»»
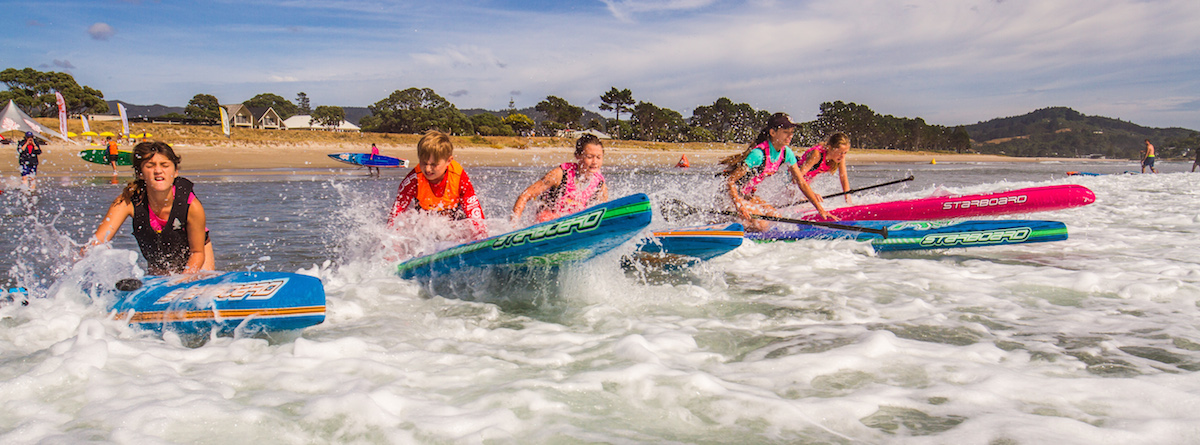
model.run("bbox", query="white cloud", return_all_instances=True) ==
[600,0,715,22]
[88,22,116,40]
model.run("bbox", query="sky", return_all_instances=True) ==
[0,0,1200,130]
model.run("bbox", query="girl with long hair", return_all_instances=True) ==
[721,113,836,231]
[91,142,214,275]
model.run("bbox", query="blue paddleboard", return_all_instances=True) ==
[396,193,652,278]
[746,220,1067,252]
[634,223,745,263]
[328,154,408,168]
[109,271,325,335]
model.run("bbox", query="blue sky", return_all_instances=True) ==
[0,0,1200,130]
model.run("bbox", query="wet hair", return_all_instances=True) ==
[575,133,604,157]
[718,113,797,176]
[821,132,850,170]
[416,130,454,162]
[119,142,184,203]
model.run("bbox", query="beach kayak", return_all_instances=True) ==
[109,271,325,336]
[396,193,652,278]
[800,184,1096,221]
[326,154,408,168]
[746,220,1067,252]
[79,149,133,166]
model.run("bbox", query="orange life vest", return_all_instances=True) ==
[416,160,462,212]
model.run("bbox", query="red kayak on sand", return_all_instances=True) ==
[800,184,1096,221]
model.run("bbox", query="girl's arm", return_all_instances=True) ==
[184,199,208,273]
[838,163,851,204]
[787,164,838,220]
[89,197,133,246]
[511,167,561,224]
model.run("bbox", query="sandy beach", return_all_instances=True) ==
[0,140,1070,176]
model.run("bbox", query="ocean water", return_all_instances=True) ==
[0,159,1200,445]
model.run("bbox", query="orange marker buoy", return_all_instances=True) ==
[676,155,691,168]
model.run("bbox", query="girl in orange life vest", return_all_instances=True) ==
[17,132,42,192]
[388,130,487,239]
[800,132,850,204]
[512,134,608,225]
[721,113,836,231]
[91,142,215,275]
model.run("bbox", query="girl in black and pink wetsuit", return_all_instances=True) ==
[512,134,608,224]
[91,142,215,275]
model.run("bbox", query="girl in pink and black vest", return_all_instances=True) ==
[721,113,836,231]
[512,134,608,224]
[800,132,850,204]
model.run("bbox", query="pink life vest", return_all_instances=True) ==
[538,162,604,222]
[742,140,787,197]
[800,144,829,182]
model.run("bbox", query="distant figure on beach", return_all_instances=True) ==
[388,130,487,240]
[721,113,836,231]
[89,142,215,275]
[512,134,608,225]
[104,136,120,176]
[1141,139,1158,173]
[17,132,42,192]
[800,132,850,204]
[367,143,379,176]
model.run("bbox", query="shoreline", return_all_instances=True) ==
[0,142,1129,178]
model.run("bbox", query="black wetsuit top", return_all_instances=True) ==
[133,178,192,275]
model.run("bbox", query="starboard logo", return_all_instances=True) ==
[492,209,605,249]
[154,278,289,305]
[920,227,1033,247]
[888,221,956,230]
[942,194,1030,210]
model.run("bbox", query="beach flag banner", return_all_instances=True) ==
[217,107,229,138]
[79,114,91,143]
[54,91,67,139]
[116,102,130,136]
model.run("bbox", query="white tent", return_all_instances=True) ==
[283,114,361,131]
[0,100,79,145]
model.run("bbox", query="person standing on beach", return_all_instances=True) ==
[104,136,120,176]
[17,132,42,192]
[512,134,608,225]
[721,113,836,231]
[388,130,487,240]
[1141,139,1158,173]
[367,143,379,176]
[89,142,215,275]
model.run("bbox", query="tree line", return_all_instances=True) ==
[0,68,1104,156]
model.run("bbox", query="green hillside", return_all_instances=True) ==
[965,107,1200,160]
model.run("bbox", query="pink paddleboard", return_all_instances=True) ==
[800,184,1096,221]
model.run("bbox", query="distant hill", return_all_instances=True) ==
[964,107,1200,158]
[100,101,605,126]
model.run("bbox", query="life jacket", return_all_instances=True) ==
[740,140,787,197]
[416,160,462,214]
[538,162,605,222]
[132,178,192,275]
[804,144,829,182]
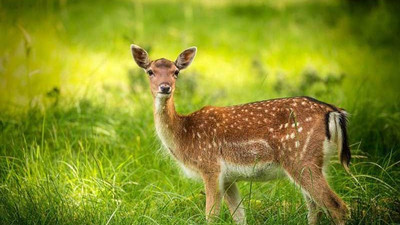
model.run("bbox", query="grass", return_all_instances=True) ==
[0,0,400,224]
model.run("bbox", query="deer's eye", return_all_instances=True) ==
[174,70,179,78]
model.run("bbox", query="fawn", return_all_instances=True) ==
[131,45,351,224]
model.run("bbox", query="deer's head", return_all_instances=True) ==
[131,44,197,98]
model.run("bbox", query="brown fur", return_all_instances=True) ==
[132,44,348,224]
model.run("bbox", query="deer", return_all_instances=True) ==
[131,44,351,224]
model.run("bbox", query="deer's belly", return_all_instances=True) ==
[221,161,285,181]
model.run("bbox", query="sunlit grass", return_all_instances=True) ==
[0,1,400,224]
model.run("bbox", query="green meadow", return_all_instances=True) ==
[0,0,400,224]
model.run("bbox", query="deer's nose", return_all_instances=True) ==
[159,84,172,94]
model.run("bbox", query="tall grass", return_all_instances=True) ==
[0,0,400,224]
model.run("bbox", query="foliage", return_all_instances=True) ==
[0,0,400,224]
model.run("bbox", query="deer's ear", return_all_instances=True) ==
[175,47,197,70]
[131,44,150,69]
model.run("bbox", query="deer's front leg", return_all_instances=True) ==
[203,173,222,222]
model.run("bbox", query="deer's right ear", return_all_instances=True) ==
[131,44,150,69]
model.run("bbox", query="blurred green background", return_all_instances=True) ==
[0,0,400,224]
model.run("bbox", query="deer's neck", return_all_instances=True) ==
[154,96,182,156]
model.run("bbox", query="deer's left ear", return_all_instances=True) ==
[131,44,150,69]
[175,47,197,70]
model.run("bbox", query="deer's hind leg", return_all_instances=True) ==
[224,182,246,224]
[303,191,322,225]
[285,162,349,224]
[202,172,222,222]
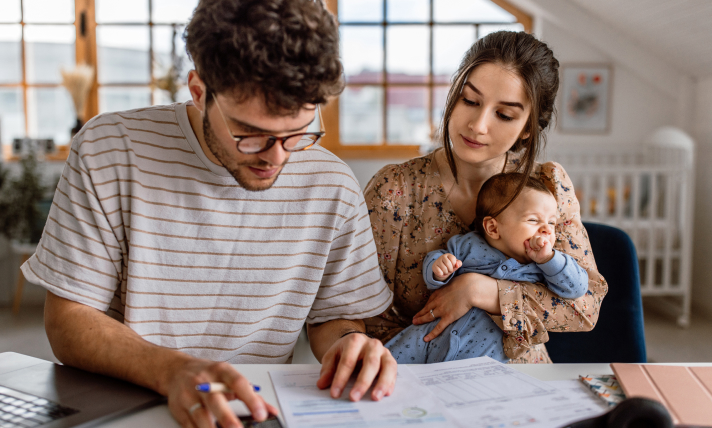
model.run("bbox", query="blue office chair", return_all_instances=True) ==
[546,223,647,363]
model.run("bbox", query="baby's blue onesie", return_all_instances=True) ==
[386,232,588,364]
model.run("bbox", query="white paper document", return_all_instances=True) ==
[270,357,608,428]
[269,366,456,428]
[408,357,608,428]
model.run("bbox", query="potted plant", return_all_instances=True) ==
[0,153,51,243]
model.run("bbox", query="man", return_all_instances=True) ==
[23,0,396,427]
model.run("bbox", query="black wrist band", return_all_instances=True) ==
[341,330,373,339]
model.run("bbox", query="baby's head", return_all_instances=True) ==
[475,173,558,263]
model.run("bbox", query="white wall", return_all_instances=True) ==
[692,77,712,314]
[539,20,677,152]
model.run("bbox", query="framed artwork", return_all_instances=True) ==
[558,64,613,133]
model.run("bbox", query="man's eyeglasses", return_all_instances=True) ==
[212,93,325,155]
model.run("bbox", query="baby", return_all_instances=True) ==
[386,173,588,364]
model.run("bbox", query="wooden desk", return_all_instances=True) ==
[101,364,613,428]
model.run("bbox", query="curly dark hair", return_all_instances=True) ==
[183,0,344,114]
[439,31,559,214]
[474,172,554,236]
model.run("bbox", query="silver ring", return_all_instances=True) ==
[188,401,203,416]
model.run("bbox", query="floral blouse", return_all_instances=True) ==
[365,152,608,363]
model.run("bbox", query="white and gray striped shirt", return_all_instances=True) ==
[22,104,392,363]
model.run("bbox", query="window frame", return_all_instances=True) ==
[0,0,81,161]
[321,0,532,159]
[0,0,532,160]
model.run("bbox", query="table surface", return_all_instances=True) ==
[101,364,613,428]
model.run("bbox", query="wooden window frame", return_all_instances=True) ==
[0,0,532,160]
[0,0,83,161]
[321,0,532,159]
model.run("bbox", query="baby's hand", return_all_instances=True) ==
[524,235,554,264]
[433,253,462,281]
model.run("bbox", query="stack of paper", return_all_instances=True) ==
[270,357,607,428]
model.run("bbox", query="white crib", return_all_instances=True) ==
[545,128,694,327]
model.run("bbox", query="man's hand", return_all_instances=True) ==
[524,235,554,264]
[45,292,277,428]
[433,253,462,281]
[316,333,398,401]
[166,358,277,428]
[307,319,398,401]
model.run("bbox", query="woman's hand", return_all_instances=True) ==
[413,273,500,342]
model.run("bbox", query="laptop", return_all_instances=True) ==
[0,352,165,428]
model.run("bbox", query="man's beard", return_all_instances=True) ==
[203,114,289,191]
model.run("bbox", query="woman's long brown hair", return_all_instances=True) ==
[439,31,559,221]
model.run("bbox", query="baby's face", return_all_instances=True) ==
[497,188,557,263]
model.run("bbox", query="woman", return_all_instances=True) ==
[365,31,607,363]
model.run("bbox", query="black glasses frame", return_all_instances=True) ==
[211,93,326,155]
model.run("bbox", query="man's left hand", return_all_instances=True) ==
[316,333,398,401]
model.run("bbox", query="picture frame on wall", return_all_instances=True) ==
[558,64,613,134]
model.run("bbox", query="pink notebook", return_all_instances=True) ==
[611,363,712,427]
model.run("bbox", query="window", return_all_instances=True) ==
[0,0,531,157]
[324,0,531,157]
[0,0,76,154]
[95,0,198,113]
[0,0,198,158]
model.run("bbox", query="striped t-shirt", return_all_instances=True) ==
[22,103,392,363]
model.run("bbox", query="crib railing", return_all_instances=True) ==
[547,129,694,326]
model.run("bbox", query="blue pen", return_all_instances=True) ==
[195,382,260,392]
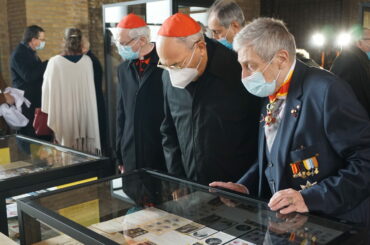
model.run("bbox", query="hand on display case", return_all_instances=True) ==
[268,213,308,234]
[268,189,308,214]
[4,93,15,105]
[209,181,249,194]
««
What to work on
Reproduce the records from their beginning down to the line containing "[119,142,184,203]", leaving out the pictures.

Solution to the exercise
model.run("bbox", query="white cloud", return_all_instances=True) ==
[600,0,715,22]
[88,22,116,40]
model.run("bbox", query="sky", return_all_instances=True) ==
[0,0,1200,130]
model.run("bbox", query="girl with long hair", return_all_instances=True) ==
[721,113,836,231]
[91,142,214,275]
model.run("bbox", query="blue paddleboard", return_all_instances=True) ==
[396,193,652,278]
[746,220,1067,252]
[634,223,745,263]
[328,154,408,168]
[109,271,325,335]
model.run("bbox", query="blue sky", return_all_instances=True) ==
[0,0,1200,130]
model.run("bbox", query="wet hair", return_all_instances=True) ==
[575,133,604,157]
[718,113,797,176]
[821,132,850,170]
[416,130,454,162]
[119,142,184,203]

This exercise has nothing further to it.